What this task involves: Starting at the line containing "Annotation guideline — the target class is white and" and ending at the line containing "391;181;412;201", inclusive, reproduce only those lines of the records below, leaving all other text unchanged. Multiply every bounding-box corner coordinate in the answers by 1.85 and round each result to a whole number, with halves rounded up.

Records for the task:

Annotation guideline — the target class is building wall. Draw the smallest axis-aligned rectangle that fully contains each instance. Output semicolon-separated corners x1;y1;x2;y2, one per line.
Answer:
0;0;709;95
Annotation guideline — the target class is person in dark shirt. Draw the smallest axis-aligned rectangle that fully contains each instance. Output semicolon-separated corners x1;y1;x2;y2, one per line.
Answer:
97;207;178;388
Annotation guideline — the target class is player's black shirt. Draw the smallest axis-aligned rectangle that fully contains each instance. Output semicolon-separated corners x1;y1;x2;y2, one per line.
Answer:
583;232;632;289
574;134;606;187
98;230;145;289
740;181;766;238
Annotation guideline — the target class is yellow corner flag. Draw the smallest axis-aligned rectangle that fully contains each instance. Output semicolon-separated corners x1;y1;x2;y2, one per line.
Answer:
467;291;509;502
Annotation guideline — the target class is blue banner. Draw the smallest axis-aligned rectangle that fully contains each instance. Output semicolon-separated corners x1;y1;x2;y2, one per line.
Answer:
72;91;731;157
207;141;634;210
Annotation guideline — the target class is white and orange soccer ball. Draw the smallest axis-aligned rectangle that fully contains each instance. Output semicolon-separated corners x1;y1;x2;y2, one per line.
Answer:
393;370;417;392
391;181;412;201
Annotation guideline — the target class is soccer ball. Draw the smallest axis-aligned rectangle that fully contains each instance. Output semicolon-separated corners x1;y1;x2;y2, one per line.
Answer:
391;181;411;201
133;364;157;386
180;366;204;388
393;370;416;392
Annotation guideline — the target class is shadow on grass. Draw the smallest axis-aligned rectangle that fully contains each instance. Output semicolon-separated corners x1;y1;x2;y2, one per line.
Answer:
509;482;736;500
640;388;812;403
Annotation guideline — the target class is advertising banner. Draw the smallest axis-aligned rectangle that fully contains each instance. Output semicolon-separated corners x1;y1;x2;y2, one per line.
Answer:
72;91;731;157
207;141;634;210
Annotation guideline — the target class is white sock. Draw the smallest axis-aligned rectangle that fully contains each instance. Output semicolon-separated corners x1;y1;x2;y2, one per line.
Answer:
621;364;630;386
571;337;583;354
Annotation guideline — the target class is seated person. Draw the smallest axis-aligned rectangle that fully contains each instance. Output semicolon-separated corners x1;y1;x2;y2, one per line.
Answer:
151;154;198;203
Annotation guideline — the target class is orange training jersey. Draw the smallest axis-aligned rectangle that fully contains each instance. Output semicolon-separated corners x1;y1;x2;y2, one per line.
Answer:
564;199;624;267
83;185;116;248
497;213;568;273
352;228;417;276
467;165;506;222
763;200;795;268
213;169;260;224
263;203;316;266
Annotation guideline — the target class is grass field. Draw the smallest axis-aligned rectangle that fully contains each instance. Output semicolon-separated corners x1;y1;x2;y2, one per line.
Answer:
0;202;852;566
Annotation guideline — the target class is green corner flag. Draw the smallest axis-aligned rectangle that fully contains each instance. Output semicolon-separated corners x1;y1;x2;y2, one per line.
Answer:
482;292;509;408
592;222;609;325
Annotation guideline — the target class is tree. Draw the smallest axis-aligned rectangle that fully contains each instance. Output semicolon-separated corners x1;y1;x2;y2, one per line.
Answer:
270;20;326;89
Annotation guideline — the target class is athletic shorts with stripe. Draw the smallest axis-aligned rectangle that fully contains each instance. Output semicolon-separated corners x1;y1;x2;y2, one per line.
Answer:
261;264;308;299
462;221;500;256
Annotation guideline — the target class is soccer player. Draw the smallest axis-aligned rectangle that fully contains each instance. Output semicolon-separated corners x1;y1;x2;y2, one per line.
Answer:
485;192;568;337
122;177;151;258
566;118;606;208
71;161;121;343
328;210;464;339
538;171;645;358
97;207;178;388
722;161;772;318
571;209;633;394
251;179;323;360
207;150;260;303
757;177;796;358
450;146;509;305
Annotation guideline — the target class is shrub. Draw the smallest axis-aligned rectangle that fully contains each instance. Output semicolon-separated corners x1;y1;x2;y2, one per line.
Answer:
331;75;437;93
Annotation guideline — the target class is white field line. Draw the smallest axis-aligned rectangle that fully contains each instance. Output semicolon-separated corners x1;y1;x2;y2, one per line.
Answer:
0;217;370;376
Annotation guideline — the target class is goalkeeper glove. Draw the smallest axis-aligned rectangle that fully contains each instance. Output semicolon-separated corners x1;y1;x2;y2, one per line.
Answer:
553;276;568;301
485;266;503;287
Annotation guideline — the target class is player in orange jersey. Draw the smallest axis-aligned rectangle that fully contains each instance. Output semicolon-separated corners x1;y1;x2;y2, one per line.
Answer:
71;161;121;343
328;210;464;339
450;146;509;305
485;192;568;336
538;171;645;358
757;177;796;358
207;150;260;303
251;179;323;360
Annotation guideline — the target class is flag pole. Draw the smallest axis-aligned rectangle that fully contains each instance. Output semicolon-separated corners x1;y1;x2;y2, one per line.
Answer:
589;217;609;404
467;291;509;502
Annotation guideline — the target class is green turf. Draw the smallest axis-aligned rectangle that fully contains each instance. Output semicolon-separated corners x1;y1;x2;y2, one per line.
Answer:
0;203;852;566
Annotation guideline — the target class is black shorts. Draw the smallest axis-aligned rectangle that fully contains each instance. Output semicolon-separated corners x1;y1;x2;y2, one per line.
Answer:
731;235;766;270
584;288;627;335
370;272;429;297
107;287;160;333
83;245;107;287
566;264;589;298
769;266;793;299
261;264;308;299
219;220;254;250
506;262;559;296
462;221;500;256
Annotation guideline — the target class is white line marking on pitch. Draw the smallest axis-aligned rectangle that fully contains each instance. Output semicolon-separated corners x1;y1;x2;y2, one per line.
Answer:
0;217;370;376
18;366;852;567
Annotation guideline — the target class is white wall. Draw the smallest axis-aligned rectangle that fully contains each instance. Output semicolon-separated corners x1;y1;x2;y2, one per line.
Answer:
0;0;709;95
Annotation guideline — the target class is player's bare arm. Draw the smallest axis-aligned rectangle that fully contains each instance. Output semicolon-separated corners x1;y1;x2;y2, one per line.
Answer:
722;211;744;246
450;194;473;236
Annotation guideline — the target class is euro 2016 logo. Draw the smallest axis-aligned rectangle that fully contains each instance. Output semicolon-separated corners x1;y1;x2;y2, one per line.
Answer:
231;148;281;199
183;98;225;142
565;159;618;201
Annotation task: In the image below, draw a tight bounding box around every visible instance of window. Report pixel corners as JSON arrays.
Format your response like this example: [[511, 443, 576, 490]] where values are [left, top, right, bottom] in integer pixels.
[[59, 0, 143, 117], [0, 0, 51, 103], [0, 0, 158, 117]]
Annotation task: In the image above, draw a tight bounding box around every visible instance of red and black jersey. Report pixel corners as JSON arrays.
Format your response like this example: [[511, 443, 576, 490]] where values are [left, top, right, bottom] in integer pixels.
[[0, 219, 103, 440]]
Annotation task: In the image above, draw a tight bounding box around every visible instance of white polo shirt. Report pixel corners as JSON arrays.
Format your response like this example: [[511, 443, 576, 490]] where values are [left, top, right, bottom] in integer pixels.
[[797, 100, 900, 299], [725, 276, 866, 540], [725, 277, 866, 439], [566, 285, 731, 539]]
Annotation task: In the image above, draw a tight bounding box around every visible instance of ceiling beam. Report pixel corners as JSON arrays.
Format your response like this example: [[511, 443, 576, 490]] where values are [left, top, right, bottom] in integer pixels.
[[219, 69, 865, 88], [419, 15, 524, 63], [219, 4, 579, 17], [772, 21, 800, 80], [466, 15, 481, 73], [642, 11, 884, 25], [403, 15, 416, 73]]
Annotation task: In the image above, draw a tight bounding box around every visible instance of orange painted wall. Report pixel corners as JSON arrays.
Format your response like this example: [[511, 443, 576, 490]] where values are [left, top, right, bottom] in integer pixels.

Output for this task:
Annotation guideline — the target class is white and orange soccer ball. Draw the smallest axis-aligned rectangle that fully contains each instance. Output semicolon-separated corners x1;y1;x2;y2, one per line.
Answer:
727;685;771;725
723;335;762;372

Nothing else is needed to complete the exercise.